**Aim of the exercise:** Rewrite the records below, replacing every "one dot per instance" with "one point per instance" and leaving everything else unchanged.

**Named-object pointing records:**
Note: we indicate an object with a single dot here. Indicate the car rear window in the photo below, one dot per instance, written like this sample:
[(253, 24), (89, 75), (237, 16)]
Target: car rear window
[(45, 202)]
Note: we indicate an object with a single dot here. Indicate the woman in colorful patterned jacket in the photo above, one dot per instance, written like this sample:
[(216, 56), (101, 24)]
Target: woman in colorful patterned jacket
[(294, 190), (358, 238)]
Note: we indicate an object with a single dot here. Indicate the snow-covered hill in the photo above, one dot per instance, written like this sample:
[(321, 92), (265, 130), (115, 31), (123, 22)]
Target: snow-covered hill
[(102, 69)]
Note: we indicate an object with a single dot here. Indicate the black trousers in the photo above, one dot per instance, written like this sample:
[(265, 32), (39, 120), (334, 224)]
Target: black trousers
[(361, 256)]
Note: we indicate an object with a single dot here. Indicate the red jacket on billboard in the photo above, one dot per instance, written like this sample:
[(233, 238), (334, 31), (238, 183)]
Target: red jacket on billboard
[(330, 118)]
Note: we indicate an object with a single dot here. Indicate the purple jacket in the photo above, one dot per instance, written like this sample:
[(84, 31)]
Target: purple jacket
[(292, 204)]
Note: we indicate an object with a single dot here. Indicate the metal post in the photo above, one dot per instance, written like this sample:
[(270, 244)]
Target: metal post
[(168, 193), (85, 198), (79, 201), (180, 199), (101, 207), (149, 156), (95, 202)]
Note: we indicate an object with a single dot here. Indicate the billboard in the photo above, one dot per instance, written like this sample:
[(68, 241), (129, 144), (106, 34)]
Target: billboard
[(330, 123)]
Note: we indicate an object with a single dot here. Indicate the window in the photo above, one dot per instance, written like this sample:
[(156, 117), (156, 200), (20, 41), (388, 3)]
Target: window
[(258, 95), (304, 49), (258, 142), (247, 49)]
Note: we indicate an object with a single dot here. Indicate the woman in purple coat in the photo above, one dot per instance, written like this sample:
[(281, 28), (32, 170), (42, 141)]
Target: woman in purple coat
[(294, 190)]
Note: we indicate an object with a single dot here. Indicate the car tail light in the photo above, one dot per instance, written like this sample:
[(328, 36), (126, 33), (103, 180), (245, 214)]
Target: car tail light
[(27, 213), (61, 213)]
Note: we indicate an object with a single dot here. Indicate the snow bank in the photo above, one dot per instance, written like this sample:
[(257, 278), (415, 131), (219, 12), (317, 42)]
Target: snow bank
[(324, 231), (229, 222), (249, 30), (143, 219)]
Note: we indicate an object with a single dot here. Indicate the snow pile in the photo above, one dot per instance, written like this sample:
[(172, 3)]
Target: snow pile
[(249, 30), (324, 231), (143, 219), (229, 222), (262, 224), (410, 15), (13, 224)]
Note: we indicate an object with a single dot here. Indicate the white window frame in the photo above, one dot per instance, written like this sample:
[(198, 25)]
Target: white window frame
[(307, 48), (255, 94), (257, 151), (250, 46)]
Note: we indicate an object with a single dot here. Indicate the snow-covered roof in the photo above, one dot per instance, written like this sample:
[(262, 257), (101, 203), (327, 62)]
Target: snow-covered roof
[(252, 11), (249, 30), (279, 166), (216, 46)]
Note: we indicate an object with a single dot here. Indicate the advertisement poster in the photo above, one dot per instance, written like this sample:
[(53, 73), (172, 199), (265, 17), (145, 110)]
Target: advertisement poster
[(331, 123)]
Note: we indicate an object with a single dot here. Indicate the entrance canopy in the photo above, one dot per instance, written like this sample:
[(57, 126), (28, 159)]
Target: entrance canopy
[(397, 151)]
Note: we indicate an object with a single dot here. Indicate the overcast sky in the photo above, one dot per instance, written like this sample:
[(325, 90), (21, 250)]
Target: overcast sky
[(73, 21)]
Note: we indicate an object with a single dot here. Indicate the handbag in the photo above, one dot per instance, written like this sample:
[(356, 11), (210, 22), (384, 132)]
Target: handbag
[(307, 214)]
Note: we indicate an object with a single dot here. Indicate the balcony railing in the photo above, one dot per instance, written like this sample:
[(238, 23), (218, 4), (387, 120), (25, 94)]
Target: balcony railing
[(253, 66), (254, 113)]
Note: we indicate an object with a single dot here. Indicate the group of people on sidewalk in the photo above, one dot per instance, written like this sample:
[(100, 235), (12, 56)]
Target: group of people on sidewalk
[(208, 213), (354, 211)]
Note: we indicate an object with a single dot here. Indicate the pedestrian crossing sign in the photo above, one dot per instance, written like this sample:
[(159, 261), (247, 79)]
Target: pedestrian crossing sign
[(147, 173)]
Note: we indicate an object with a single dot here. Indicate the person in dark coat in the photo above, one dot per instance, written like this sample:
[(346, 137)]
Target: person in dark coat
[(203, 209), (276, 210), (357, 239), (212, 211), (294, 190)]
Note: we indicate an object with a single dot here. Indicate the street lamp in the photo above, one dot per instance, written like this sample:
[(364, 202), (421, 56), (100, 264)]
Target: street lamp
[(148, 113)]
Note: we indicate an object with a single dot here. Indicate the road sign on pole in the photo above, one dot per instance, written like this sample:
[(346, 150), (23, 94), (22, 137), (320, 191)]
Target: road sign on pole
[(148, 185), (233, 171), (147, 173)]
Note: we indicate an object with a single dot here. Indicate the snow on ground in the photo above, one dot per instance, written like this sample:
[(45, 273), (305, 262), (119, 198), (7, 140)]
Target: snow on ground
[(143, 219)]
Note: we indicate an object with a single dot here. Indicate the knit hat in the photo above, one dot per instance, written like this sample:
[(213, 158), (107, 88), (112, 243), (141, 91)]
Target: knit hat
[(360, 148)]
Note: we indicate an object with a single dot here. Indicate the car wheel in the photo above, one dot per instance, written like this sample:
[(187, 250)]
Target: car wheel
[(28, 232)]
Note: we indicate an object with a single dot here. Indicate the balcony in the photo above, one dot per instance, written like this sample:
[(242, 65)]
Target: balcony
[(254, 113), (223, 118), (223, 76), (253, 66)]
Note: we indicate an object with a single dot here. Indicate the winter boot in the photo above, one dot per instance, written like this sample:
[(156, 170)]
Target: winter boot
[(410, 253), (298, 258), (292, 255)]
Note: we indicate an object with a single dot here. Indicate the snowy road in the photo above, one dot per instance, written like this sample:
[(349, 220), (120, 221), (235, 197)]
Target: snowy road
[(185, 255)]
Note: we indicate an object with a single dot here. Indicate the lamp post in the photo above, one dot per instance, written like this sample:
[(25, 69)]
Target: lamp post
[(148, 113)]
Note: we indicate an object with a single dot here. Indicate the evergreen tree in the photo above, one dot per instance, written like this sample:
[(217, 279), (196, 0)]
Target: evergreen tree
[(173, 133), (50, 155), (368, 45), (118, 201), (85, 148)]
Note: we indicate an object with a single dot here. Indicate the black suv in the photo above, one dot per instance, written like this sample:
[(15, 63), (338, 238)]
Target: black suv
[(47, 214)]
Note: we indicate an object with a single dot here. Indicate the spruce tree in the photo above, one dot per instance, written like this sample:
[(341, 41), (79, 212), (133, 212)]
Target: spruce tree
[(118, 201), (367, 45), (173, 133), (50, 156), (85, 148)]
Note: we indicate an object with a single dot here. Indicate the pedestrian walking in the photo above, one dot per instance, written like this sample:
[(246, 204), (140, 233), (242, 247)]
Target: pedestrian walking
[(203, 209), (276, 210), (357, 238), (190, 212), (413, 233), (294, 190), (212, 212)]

**Exercise response:**
Note: we indicate an object with a single dot here. Indicate the car rear window in the photo below, one point per instance, written like this sample:
[(253, 24), (89, 75), (237, 16)]
Target: car rear window
[(45, 202)]
Note: we indicate an object with a single dot here. Indicate the woman in colorful patterned jacket in the photo above, one point per instance, written like this sample:
[(216, 56), (101, 24)]
Target: woman in colorful patterned jacket
[(294, 190), (358, 238)]
Note: we indicate an object with a single dot here. Indicate the snow-covered hill in the photo above, one point per instance, written like this sample:
[(321, 92), (265, 130), (115, 31), (123, 22)]
Target: snow-covered hill
[(102, 69)]
Note: we indicate an object with a single dot here. Indicate the black trousers in the photo above, one point per instance, written like this sample:
[(265, 32), (39, 120), (334, 224)]
Target: black trousers
[(361, 256)]
Note: we indicate an object with a single dot here. Indicate the red jacket on billboard in the photo above, one point per instance, written like this sample:
[(233, 238), (334, 31), (238, 183)]
Target: red jacket on billboard
[(330, 118)]
Note: we indicate an object with a single dot here. Indicate the purple jacket in the photo above, one point per instance, written like this sample:
[(84, 31)]
Target: purple jacket
[(292, 204)]
Note: we indicate an object with a single dot here. Indicate the metal post in the photo above, one point per instance, written like this sample:
[(270, 244)]
Target: metal post
[(168, 193), (85, 198), (79, 201), (180, 199), (101, 207), (149, 156), (95, 202)]
Note: we indicate an object with a single dot here. Indicate the billboard in the photo above, one point per instance, written like this sample:
[(68, 241), (129, 144), (106, 34)]
Target: billboard
[(330, 123)]
Note: we indicate an object with a single dot here. Indicate the window in the photo above, one point per instance, written like this sample:
[(156, 117), (156, 200), (20, 41), (388, 3)]
Target: window
[(258, 95), (304, 49), (258, 142), (247, 49)]
Note: we indicate an object with a single dot here. Indicate the woman in purple coat in the photo above, one point per instance, written like this sample:
[(281, 28), (32, 170), (42, 141)]
Target: woman in purple coat
[(294, 190)]
Note: we indicate an object with a single dot here. Indicate the car tail light in the photo above, one point per instance, written like this sample:
[(328, 36), (126, 33), (103, 180), (245, 214)]
Target: car tail light
[(27, 213), (61, 213)]
Note: we indicate an object with a single dot here. Indicate the snow bank in the photo above, one point per instance, written like this sample:
[(257, 278), (415, 131), (219, 12), (317, 42)]
Target: snow bank
[(324, 231), (229, 222), (249, 30), (143, 219)]
Note: we indicate an object with a single dot here. Indicate the snow pile in the photo above, one point per instance, written like this sample:
[(172, 3)]
Target: snow pile
[(249, 30), (324, 231), (143, 219), (229, 222), (262, 224), (410, 15), (13, 224)]
Note: we indicate an object with a single dot here. Indicate the white window frame in the photo above, one point per instance, written like this sample:
[(198, 25)]
Target: white window frame
[(307, 48), (255, 94), (257, 151), (250, 46)]
Note: we indicate an object with a single dot here. Indicate the snow-covered roof in the photo above, one point per instance, written like this sample:
[(262, 257), (101, 203), (327, 62)]
Target: snow-covered roof
[(252, 11), (249, 30), (279, 166), (216, 46)]
Note: we indicate an object with a single dot here. Indicate the advertisement poster in the photo above, one point per instance, written like this sample:
[(53, 73), (172, 199), (265, 17), (145, 110)]
Target: advertisement poster
[(331, 123)]
Note: we indicate an object with a single dot here. Indicate the entrance canopy in the photo above, one point per instance, written like this sample:
[(57, 126), (28, 159)]
Target: entrance canopy
[(397, 151)]
Note: we indicate an object with a single dot here. Indicate the overcast sky in the photo above, one point per instance, written like this sample:
[(325, 90), (21, 250)]
Target: overcast sky
[(73, 21)]
Note: we indicate an object with a single dot here. Indicate the handbag in the photo above, one point per instance, written like this sample:
[(356, 11), (210, 22), (384, 132)]
Target: handbag
[(307, 214)]
Note: we indicate an object with a single dot here. Indicate the balcony railing in the photo above, one point per instance, written like this sample:
[(238, 23), (218, 4), (387, 120), (25, 94)]
Target: balcony railing
[(253, 66), (254, 113)]
Note: we indicate an object with a single dot here. Indicate the group of people on sidewalk in the photo above, one point per instance, written like this sample:
[(100, 235), (12, 56)]
Target: group of people on sidewalk
[(208, 213), (354, 211)]
Note: we indicate an object with a single dot here. Indicate the pedestrian crossing sign in the photo above, one point per instance, written like this sample:
[(159, 261), (247, 79)]
Target: pedestrian crossing sign
[(147, 173)]
Note: we indicate an object with a single dot here. Indicate the person in dark coat in the photo above, one point per instance, written like this sample:
[(346, 137)]
Target: person in dark coat
[(203, 209), (276, 210), (357, 239), (212, 211), (294, 190)]
Note: we indicate an object with a single dot here. Indicate the street lamp in the photo above, one point per instance, written like this sample:
[(364, 202), (421, 56), (100, 264)]
Target: street lamp
[(148, 113)]
Note: we indicate an object with a single dot here. Indicate the road sign on pole in the photo above, one point per instance, written like this sample:
[(346, 150), (23, 94), (22, 137), (320, 191)]
Target: road sign on pole
[(148, 185), (233, 171), (147, 173)]
Note: we indicate an object with a single dot here. Indicate the snow on ground in the photo above, one point per instance, written like this sample:
[(45, 273), (305, 262), (119, 198), (7, 140)]
Target: snow on ground
[(143, 219)]
Note: we indicate an object with a single dot here. Indicate the knit hat in the photo above, one point per instance, written like this sample:
[(213, 158), (107, 88), (112, 243), (141, 91)]
Target: knit hat
[(360, 148)]
Note: we indicate an object with a single dot here. Indicate the car wheel in the photo above, one point per instance, written like this sample:
[(187, 250)]
Target: car wheel
[(28, 232)]
Note: we indicate an object with a single dot here. Indicate the balcony in the photo above, one point per instance, written like this sample:
[(242, 65)]
Target: balcony
[(254, 113), (223, 118), (223, 76), (253, 66)]
Note: we indicate an object with a single dot here. Indicate the winter boot in the photo above, one point per instance, written like this sample:
[(156, 170)]
Target: winter boot
[(410, 253), (298, 258), (292, 255)]
Note: we indicate an object with a single dot here. Indicate the snowy road in the photo above, one point per instance, written like this sample:
[(349, 220), (120, 221), (235, 197)]
Target: snowy road
[(185, 255)]
Note: we indicate an object with a single dot here. Indicate the lamp post in the photo above, one point per instance, written like this sample:
[(25, 69)]
Target: lamp post
[(148, 113)]
Note: we indicate an object with a single dot here. Indicate the evergreen tree in the photo above, one point per instance, written like this sample:
[(217, 279), (196, 0)]
Target: evergreen tree
[(173, 133), (50, 155), (368, 45), (118, 201), (85, 148)]
Note: we indicate an object with a single dot here. Indicate the black suv in the photo above, one point per instance, written like this sample:
[(15, 63), (338, 238)]
Target: black suv
[(47, 214)]
Note: we indicate an object with a single dot here. Indicate the spruce tree in the photo above, one point per instance, written like this sample:
[(341, 41), (79, 212), (133, 212)]
Target: spruce tree
[(118, 201), (367, 45), (173, 133), (50, 156), (85, 148)]
Note: we indicate an object with a single dot here. Indicate the pedestrian walking in the photo above, one point per instance, written like this sample:
[(246, 204), (140, 233), (242, 247)]
Target: pedestrian walking
[(203, 209), (276, 210), (357, 238), (190, 212), (413, 233), (294, 190), (212, 212)]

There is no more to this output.